[DATA SHOWN]
⁂
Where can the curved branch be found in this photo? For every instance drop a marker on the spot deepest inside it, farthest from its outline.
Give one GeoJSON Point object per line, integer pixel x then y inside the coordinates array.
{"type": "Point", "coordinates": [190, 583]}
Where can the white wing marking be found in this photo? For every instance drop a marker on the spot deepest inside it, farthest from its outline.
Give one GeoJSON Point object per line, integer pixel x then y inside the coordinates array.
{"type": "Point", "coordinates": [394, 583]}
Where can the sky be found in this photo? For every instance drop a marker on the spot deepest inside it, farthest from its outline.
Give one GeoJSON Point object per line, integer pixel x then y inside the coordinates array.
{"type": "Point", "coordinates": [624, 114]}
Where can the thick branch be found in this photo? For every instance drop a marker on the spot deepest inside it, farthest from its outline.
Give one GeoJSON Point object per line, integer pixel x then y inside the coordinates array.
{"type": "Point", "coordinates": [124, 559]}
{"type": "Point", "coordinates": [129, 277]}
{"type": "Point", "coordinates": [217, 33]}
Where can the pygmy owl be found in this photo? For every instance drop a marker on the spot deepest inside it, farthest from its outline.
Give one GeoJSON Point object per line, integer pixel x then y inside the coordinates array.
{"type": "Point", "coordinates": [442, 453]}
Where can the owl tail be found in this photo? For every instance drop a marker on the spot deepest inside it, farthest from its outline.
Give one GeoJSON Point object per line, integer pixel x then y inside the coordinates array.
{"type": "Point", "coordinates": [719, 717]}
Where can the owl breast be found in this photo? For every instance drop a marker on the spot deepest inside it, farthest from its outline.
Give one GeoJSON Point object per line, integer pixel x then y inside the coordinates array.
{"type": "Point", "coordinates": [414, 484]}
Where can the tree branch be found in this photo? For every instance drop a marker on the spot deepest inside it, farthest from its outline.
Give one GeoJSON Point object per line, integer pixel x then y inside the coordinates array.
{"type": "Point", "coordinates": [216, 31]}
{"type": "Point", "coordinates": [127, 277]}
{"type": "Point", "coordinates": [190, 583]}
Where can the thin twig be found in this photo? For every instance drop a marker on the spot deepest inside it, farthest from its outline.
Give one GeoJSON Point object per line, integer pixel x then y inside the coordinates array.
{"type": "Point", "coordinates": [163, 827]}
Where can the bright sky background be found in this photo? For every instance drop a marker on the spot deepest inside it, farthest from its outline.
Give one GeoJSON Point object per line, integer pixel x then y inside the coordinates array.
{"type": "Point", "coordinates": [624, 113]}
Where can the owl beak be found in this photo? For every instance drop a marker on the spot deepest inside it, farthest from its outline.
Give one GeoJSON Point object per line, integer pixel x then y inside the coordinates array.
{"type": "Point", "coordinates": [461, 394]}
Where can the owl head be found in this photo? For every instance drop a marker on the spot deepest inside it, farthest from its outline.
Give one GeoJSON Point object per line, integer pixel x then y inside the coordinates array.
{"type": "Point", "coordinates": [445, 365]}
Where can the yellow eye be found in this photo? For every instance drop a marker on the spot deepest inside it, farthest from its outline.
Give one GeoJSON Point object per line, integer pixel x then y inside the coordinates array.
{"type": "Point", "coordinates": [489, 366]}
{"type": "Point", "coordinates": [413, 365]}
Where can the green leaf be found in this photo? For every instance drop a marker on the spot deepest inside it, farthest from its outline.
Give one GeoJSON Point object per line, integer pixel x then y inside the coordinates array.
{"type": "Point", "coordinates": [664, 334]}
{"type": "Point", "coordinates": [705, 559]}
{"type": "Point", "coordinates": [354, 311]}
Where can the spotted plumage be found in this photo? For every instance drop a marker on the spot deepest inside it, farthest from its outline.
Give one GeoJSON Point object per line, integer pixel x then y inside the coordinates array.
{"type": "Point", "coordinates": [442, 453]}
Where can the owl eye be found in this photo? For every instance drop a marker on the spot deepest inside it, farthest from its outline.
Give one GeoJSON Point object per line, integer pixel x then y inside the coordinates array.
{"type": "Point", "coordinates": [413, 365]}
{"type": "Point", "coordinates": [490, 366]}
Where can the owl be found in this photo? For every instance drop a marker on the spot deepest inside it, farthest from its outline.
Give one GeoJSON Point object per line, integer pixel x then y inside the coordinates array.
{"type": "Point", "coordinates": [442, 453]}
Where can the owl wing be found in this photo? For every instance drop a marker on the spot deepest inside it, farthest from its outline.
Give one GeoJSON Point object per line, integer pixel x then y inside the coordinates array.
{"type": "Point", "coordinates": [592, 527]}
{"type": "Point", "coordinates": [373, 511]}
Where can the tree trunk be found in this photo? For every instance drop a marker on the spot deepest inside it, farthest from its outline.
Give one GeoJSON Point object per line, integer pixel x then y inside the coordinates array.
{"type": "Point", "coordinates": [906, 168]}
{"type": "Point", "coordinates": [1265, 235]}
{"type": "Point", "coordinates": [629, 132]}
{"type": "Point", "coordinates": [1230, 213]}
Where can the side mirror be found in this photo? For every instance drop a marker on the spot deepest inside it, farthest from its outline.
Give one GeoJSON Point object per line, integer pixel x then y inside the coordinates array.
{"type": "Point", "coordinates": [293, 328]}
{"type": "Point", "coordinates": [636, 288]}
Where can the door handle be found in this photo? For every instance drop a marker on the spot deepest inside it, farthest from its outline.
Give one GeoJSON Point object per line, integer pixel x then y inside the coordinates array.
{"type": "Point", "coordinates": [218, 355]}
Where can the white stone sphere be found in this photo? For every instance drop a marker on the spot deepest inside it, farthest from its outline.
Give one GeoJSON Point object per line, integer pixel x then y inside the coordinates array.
⁂
[PROBLEM DETAILS] Copy the data above exactly. Every line must be included.

[RIGHT ANSWER]
Where can the curved branch be found in this photo? For every instance drop a marker on the spot deepest inside it, farthest from its outline.
Give one GeoJSON Point object per line, integer pixel x then y inside the coordinates array.
{"type": "Point", "coordinates": [190, 583]}
Where can the white wing marking be found in this photo? For every instance drop a marker on the spot deepest inside it, farthest from its outline.
Give one GeoJSON Point object per line, integer pixel x then y inside the coordinates array.
{"type": "Point", "coordinates": [394, 583]}
Where can the sky be found in this photo? For every instance drop a marker on the spot deepest inside it, farthest from its outline.
Give one GeoJSON Point object per line, integer pixel x then y inside the coordinates array.
{"type": "Point", "coordinates": [624, 114]}
Where can the thick branch be found in this photo? For every instance drop a marker on the spot deepest inside it, farthest from its outline.
Give one GeoJSON Point object per line, integer pixel x then y inside the coordinates array.
{"type": "Point", "coordinates": [124, 559]}
{"type": "Point", "coordinates": [129, 277]}
{"type": "Point", "coordinates": [217, 33]}
Where can the pygmy owl be found in this photo? For every instance drop a marker on the spot deepest inside it, farthest from its outline.
Give one GeoJSON Point object per line, integer pixel x then y inside the coordinates array.
{"type": "Point", "coordinates": [442, 453]}
Where can the owl tail be found in this photo? For every instance drop a marker on the spot deepest inside it, farthest from its outline.
Give one GeoJSON Point object per line, integer pixel x then y inside the coordinates array.
{"type": "Point", "coordinates": [719, 717]}
Where can the owl breast be found in this photo? For every instance drop a marker on the spot deepest inside it, farthest from its outline.
Give one GeoJSON Point object per line, integer pixel x then y inside the coordinates array.
{"type": "Point", "coordinates": [414, 484]}
Where can the tree branch be found in this photo? For every instance drop a marker on the spot deepest inside it, farthest from its outline.
Give one GeoJSON Point object per line, integer pixel x then y inside the coordinates array.
{"type": "Point", "coordinates": [216, 31]}
{"type": "Point", "coordinates": [127, 277]}
{"type": "Point", "coordinates": [190, 583]}
Where can the thin twig be found in this photo? For every instance drop a marker on the spot deepest inside it, farthest from its outline.
Give one GeoJSON Point object per line, integer pixel x then y inside the coordinates array.
{"type": "Point", "coordinates": [163, 827]}
Where can the bright sky background be found in this photo? For every instance drop a marker on the spot deepest inside it, farthest from its outline.
Give one GeoJSON Point object per line, integer pixel x then y inside the coordinates array.
{"type": "Point", "coordinates": [624, 113]}
Where can the owl beak be found in this photo? For every instance drop a marker on the spot deepest inside it, farthest from its outline.
Give one GeoJSON Point object per line, integer pixel x then y inside the coordinates array.
{"type": "Point", "coordinates": [461, 394]}
Where can the owl head be found in this photo? For every instance drop a marker on the spot deepest inside it, farthest from its outline.
Give one GeoJSON Point object per line, integer pixel x then y inside the coordinates array.
{"type": "Point", "coordinates": [445, 365]}
Where can the yellow eye be found in this photo? For every instance drop a marker on the spot deepest inside it, farthest from its outline.
Give one GeoJSON Point object per line, integer pixel x then y inside the coordinates array.
{"type": "Point", "coordinates": [489, 366]}
{"type": "Point", "coordinates": [413, 365]}
Where can the green leaf be found in this photo? For every instance drop a marker on the spot deepest inside it, farthest from its outline.
Give one GeoJSON Point object per line, integer pixel x then y inside the coordinates array.
{"type": "Point", "coordinates": [664, 334]}
{"type": "Point", "coordinates": [705, 559]}
{"type": "Point", "coordinates": [354, 311]}
Where can the spotted plumage be found in this photo? For every instance drop a marker on the spot deepest inside it, farthest from its outline.
Give one GeoJSON Point object per line, integer pixel x then y inside the coordinates array.
{"type": "Point", "coordinates": [442, 453]}
Where can the owl eye be found in this photo? For every instance drop a marker on the spot deepest inside it, farthest from its outline.
Give one GeoJSON Point object per line, integer pixel x then y inside the coordinates array.
{"type": "Point", "coordinates": [413, 365]}
{"type": "Point", "coordinates": [490, 366]}
Where can the owl be found in this photo? For every instance drop a marker on the spot deepest inside it, farthest from its outline.
Give one GeoJSON Point object per line, integer pixel x then y inside the coordinates array.
{"type": "Point", "coordinates": [442, 453]}
Where can the owl wing be found in this photo? For every instance drop a marker on the spot deepest inside it, farthest from its outline.
Give one GeoJSON Point object per line, integer pixel x then y inside the coordinates array.
{"type": "Point", "coordinates": [592, 527]}
{"type": "Point", "coordinates": [373, 511]}
Where can the tree trunk be found in this photo? For every instance drop a marker on the spot deepest inside it, farthest from its outline.
Give one GeoJSON Point object per line, integer pixel x then y inside the coordinates array.
{"type": "Point", "coordinates": [906, 168]}
{"type": "Point", "coordinates": [1265, 235]}
{"type": "Point", "coordinates": [629, 132]}
{"type": "Point", "coordinates": [1230, 213]}
Where can the side mirror be found in this photo? For every instance drop a marker on the spot deepest inside it, farthest from its outline.
Give one GeoJSON Point object per line, integer pixel x then y inside the coordinates array.
{"type": "Point", "coordinates": [293, 328]}
{"type": "Point", "coordinates": [636, 288]}
Where can the door handle be found in this photo? For every instance drop a marker on the spot deepest inside it, farthest from its outline.
Give one GeoJSON Point object per line, integer pixel x then y inside the coordinates array.
{"type": "Point", "coordinates": [218, 355]}
Where can the white stone sphere be found in this photo? For every instance drop a marker on the spot deepest inside it, farthest from its outline.
Give one GeoJSON Point object per line, integer pixel x then y inside the coordinates array.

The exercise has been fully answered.